### PASSAGE TO READ
* * *

Mentally distressed, unemployed man takes his youngster on suicide jump
A jobless man suffering mental problems grabbed his six-year-old son and jumped from a high floor of a public housing block in Ap Lei Chau yesterday, killing both of them.
The 37-year-old was divorced and had been living off unemployment benefits. He and his son had been sharing a flat in nearby Lei Tung Estate with his parents.
The Social Welfare Department acknowledged yesterday that there had been a rise in such domestic tragedies over the past six months, and promised to take action.
Chief Inspector Ng Yeung-yin, of Western District police force, said: 'The parents told us that [the father and son] went to buy some bread at about 7am and then returned home for breakfast. The pair left home again after that.'
They were found outside Lei Chak House, Ap Lei Chau Estate, at 8.45am. The impact of their fall destroyed a metal railing.
Their belongings - flip-flops, coins and bank cards - were scattered around the scene.
The man was certified dead at the scene while the boy was rushed to Queen Mary Hospital, where he was certified dead at 9am.
Detectives from the Western District crime squad are treating the case as a murder-suicide. Postmortem examinations will be conducted today.
Chief Inspector Ng said the man had mental problems.
The Social Welfare Department said yesterday they would contact the victims' relatives to offer assistance, such as help with funeral arrangements. It also urged people in difficulties not to take drastic actions and to seek help instead.
'We're seeking more information from the police about the case and have also dispatched staff to the area to see what we can do,' said Social Welfare Director Paul Tang Kwok-wai.

* * *

### DATASET CONTENT
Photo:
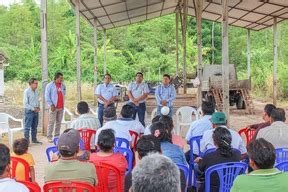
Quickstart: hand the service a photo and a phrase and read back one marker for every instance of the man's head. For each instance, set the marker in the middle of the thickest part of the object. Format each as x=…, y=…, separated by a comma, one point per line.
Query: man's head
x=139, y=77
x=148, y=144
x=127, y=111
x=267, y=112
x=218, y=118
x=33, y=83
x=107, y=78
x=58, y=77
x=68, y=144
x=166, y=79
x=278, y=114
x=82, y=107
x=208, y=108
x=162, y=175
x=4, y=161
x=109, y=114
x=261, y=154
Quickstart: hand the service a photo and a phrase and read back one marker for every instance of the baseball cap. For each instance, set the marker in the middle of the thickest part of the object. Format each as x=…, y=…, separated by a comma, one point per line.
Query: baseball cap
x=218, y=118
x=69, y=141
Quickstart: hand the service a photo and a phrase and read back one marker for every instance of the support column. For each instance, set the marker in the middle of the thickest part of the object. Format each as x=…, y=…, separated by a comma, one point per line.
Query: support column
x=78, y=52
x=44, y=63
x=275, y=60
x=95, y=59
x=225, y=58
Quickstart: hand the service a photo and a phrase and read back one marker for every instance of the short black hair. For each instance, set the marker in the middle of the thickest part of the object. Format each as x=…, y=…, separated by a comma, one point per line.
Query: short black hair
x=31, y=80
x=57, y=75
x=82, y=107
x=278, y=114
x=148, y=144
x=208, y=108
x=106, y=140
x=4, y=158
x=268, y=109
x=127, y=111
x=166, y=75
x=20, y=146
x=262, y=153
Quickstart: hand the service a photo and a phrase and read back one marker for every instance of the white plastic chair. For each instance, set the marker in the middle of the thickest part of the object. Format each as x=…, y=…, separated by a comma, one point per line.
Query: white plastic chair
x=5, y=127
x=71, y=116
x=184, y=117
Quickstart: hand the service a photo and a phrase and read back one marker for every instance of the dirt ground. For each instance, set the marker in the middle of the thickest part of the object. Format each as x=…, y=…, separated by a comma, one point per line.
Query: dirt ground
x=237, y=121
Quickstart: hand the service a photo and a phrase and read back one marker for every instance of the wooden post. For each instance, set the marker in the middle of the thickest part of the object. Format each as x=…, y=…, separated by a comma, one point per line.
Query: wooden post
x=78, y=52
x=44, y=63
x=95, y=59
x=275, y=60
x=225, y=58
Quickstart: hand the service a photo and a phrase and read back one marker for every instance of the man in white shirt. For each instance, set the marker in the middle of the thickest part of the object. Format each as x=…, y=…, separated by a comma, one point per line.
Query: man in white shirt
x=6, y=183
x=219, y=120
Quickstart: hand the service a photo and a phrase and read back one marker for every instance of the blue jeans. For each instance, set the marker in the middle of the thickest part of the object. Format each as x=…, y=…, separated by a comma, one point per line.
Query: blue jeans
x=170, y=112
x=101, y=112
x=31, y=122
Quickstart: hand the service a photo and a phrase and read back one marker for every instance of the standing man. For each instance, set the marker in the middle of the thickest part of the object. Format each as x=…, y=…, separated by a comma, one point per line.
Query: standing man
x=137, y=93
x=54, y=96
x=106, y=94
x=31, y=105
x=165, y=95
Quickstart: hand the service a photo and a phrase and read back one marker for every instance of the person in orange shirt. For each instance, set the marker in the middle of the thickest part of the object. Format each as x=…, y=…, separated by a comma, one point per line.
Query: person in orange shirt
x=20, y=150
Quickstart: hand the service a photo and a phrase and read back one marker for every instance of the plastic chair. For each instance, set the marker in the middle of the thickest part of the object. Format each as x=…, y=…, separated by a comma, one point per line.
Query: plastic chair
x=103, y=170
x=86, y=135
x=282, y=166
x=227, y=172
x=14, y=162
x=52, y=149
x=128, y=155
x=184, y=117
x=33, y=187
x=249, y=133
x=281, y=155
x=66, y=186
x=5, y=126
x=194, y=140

* * *

### WORK REQUEST 1
Answer these questions from the news report, one per line:
(a) In which estate had the father and son been sharing a flat with his parents?
(b) At which hospital was the boy certified dead, and at what time?
(c) What examinations will be conducted today?
### WORK REQUEST 2
List every item the news report names among the belongings scattered around the scene.

### RESPONSE BOX 1
(a) Lei Tung Estate
(b) Queen Mary Hospital, at 9am
(c) Postmortem examinations

### RESPONSE BOX 2
Flip-flops, coins, bank cards